(Coordinate labeling data)
____________
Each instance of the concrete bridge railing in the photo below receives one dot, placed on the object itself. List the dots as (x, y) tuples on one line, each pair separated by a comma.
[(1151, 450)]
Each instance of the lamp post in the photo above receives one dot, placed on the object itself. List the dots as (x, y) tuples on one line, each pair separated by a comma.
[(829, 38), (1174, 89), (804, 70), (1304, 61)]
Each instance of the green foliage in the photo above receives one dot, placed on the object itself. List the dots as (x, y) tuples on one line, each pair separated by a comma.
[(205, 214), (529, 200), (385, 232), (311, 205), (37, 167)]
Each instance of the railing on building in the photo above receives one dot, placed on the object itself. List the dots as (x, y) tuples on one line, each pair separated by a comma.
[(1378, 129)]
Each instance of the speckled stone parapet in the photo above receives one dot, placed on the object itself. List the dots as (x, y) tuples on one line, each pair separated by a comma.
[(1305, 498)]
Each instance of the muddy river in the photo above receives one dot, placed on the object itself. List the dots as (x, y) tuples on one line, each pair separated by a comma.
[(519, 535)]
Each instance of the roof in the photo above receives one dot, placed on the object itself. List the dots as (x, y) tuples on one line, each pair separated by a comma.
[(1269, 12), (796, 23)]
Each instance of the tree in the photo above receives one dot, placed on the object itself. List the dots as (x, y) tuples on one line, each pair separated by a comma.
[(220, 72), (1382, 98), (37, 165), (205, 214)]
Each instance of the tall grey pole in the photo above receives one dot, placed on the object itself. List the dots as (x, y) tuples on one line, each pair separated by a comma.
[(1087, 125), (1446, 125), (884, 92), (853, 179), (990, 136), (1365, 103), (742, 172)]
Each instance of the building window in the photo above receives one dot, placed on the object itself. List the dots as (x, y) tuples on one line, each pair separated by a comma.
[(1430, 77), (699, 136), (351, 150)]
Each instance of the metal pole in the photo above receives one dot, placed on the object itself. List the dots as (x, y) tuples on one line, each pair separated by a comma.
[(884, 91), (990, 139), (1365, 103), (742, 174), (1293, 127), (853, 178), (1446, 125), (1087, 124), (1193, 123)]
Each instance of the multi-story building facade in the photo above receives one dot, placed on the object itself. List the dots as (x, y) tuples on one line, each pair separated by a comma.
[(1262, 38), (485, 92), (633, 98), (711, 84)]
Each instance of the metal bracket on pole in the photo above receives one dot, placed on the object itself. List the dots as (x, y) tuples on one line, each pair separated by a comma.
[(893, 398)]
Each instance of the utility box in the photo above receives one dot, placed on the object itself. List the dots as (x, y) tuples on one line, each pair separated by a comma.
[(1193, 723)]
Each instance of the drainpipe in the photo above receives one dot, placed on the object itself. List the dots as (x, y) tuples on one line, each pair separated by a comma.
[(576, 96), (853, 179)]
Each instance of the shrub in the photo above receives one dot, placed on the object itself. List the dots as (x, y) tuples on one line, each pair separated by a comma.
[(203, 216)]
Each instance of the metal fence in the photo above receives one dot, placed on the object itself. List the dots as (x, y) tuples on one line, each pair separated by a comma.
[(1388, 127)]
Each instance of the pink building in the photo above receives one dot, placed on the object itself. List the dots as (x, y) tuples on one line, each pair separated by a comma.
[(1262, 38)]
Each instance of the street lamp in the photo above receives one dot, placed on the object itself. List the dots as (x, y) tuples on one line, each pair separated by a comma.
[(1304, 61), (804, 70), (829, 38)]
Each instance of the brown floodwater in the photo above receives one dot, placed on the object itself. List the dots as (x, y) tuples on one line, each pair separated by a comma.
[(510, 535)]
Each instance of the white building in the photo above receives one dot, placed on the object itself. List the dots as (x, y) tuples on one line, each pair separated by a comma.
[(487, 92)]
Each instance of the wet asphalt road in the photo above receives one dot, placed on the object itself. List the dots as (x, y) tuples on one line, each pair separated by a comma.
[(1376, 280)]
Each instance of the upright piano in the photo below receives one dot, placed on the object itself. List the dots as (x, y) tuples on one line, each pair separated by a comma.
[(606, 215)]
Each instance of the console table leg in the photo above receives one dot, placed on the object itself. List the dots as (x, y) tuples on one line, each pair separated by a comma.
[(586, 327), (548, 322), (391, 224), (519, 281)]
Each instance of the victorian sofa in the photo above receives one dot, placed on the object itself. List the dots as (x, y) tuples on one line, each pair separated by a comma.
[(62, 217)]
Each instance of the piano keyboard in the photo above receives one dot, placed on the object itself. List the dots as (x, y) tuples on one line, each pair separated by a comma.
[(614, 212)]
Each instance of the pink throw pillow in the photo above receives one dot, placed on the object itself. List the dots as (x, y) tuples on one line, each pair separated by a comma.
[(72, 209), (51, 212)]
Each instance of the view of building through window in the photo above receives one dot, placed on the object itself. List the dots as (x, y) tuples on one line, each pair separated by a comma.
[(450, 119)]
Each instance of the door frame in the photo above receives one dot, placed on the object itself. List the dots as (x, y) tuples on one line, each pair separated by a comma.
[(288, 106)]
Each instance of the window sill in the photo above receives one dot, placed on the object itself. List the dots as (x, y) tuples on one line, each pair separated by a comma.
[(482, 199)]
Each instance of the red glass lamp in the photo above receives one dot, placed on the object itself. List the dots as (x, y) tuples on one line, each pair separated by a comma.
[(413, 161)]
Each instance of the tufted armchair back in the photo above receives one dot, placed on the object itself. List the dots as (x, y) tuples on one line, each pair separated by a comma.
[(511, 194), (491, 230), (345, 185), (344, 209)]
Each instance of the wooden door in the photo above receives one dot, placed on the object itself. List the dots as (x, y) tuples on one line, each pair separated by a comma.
____________
The problem =
Reproduce the part of the material that opens with the line containing "Each instance of the green" and closes with the line containing "[(1305, 498)]", swapping "speckled" for "mottled" and leaving everything else unchanged.

Solution for this task =
Each instance of the green foliage in the photo above receives one dot, placed on the object itself. List the dots as (x, y) tuples on one line, each pair separated by a comma.
[(205, 214), (529, 200), (385, 232), (311, 205), (37, 167)]
Each instance of the railing on building in the photo above receives one dot, placed on the object itself. List the dots as (x, y) tuples on one line, each pair separated by a comma.
[(1378, 129)]
Each instance of the mottled stone parapet in the photo above receives one dot, placed on the object itself. List the dots as (x, y) tuples on one line, each pair separated by a comma.
[(1305, 498)]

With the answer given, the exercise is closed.